> Task prompt
Could you recast every one of the rows below as a numbered list, leaving out blank lines and keeping the pictures out of your answer?

> Data in this exercise
=======

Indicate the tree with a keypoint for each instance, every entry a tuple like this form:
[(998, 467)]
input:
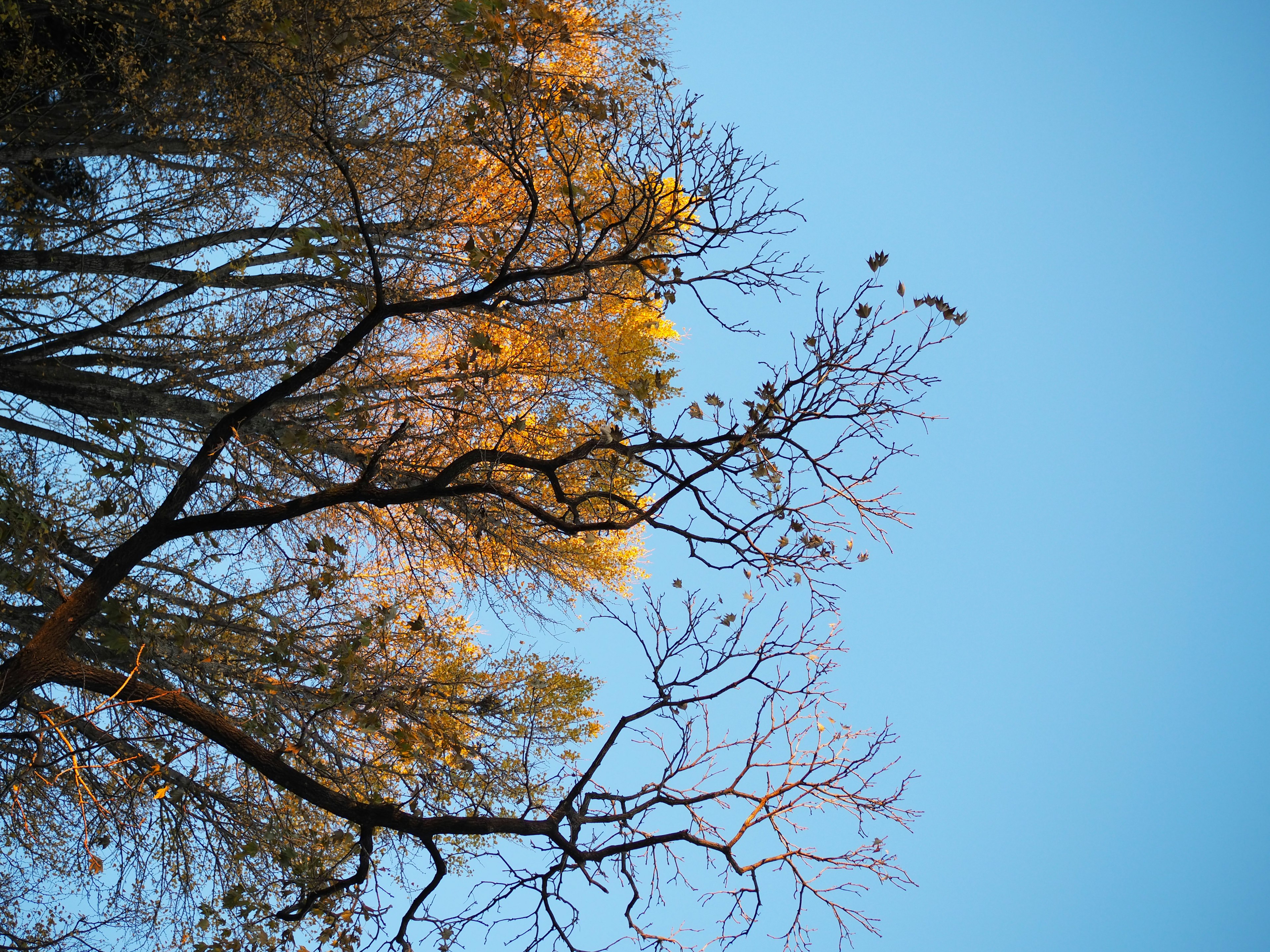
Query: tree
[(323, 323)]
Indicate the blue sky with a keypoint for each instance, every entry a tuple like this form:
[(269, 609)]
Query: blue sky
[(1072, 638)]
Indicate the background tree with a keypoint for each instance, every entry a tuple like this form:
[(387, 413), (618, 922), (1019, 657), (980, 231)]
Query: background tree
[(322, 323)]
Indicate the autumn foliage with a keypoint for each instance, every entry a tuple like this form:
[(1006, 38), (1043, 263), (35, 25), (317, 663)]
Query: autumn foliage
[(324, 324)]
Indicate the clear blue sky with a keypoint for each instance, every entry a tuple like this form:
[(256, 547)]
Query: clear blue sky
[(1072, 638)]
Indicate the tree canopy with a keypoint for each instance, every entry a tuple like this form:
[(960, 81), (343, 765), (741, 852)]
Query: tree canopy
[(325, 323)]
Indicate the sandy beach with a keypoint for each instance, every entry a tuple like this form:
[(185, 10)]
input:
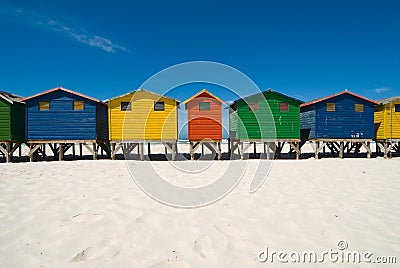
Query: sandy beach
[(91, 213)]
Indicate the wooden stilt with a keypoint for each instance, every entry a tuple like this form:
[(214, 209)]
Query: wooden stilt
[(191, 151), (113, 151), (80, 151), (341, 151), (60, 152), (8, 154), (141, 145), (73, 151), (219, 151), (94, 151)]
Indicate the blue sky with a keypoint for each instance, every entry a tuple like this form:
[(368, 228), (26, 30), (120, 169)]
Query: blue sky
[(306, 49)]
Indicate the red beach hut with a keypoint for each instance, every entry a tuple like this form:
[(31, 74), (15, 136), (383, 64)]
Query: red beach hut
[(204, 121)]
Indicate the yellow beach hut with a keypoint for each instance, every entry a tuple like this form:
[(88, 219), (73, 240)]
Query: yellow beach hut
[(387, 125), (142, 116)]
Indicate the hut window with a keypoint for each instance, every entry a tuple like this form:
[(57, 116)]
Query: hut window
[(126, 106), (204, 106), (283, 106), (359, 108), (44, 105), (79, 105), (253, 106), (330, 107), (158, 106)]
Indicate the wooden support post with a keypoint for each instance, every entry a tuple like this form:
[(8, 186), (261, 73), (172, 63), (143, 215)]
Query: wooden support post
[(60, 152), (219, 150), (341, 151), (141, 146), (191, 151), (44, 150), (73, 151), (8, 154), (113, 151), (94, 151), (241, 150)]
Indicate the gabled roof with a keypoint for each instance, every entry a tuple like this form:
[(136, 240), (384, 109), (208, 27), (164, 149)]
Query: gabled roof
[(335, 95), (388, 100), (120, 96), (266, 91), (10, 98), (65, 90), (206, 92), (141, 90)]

=======

> Answer to the task
1. Indicate the tree with a keypoint for each instance, every entry a tuple like this form:
2. [(998, 467)]
3. input:
4. Query: tree
5. [(323, 323)]
6. Indicate the blue sky with a keypoint for each instance, every entry a tuple like this form:
7. [(269, 609)]
8. Query: blue sky
9. [(1072, 638)]
10. Indicate the background tree with a keypoint for each instance, every entry a tuple like this form:
11. [(387, 413), (618, 922), (1019, 657), (980, 231)]
12. Query: background tree
13. [(322, 323)]
14. Indicate the autumn foliage with a keypoint for each instance, every entry a tuple like this form:
15. [(1006, 38), (1043, 263), (35, 25), (317, 663)]
16. Query: autumn foliage
17. [(324, 324)]
18. Indicate the clear blue sky with a keypoint for each instance, every entry a tuple like this form:
19. [(256, 547)]
20. Query: clear blue sky
21. [(1072, 638)]
22. Indicate the tree canopy with a keypoint for each instance, every entry a tuple like this form:
23. [(960, 81), (343, 765), (741, 852)]
24. Query: tree canopy
25. [(325, 323)]
26. Indicate the sandy beach with a keypoint for each instance, every entry a tuple like this form:
27. [(185, 10)]
28. input:
29. Query: sandy beach
30. [(91, 213)]
31. Indicate the wooden stilt with a keypoint for each instance, every entry a tuple like this form:
32. [(214, 209)]
33. Query: wooden stilt
34. [(191, 151), (113, 151), (80, 151), (341, 151), (60, 152), (8, 154), (141, 145), (73, 151), (219, 151), (94, 151)]
35. Indicate the blue sky with a keypoint for each instance, every entry a tuple like this form:
36. [(368, 228), (26, 30), (120, 169)]
37. Query: blue sky
38. [(306, 49)]
39. Indicate the red beach hut with a keypoint for each instance, every entry a tuple like this form:
40. [(31, 74), (15, 136), (383, 64)]
41. Query: red beach hut
42. [(204, 121)]
43. Indicate the yellow beach hut with a keypoint for each instance, every entry a tuple like this form:
44. [(88, 219), (73, 240)]
45. Query: yellow beach hut
46. [(387, 125), (142, 116)]
47. Indicate the hut window with a keypoint for each instance, every entry a tuple like this form:
48. [(57, 116)]
49. Query: hut window
50. [(126, 106), (204, 106), (283, 106), (359, 108), (44, 105), (79, 105), (253, 106), (330, 107), (158, 106)]
51. Indicate the wooden support post with a keypoint for each instance, every entry a tuple like this form:
52. [(8, 186), (261, 73), (172, 63), (143, 215)]
53. Query: wooden support post
54. [(60, 152), (219, 150), (341, 151), (141, 146), (191, 151), (44, 150), (73, 151), (8, 154), (113, 151), (94, 151), (241, 150)]
55. Indicate the gabled roof with a keypoint for each instance, every entry a tuple like this form:
56. [(136, 240), (384, 109), (208, 27), (164, 149)]
57. Query: gabled roof
58. [(335, 95), (388, 100), (120, 96), (266, 91), (10, 98), (65, 90), (206, 92), (141, 90)]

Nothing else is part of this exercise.